» **Material for the task**
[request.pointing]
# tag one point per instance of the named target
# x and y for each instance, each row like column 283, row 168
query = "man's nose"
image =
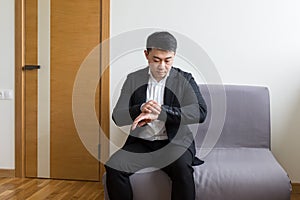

» **Try it**
Only lines with the word "instance" should be collected from the material.

» **Answer to this task**
# tag one point per instance of the named target
# x and y for each instance, each row like column 283, row 168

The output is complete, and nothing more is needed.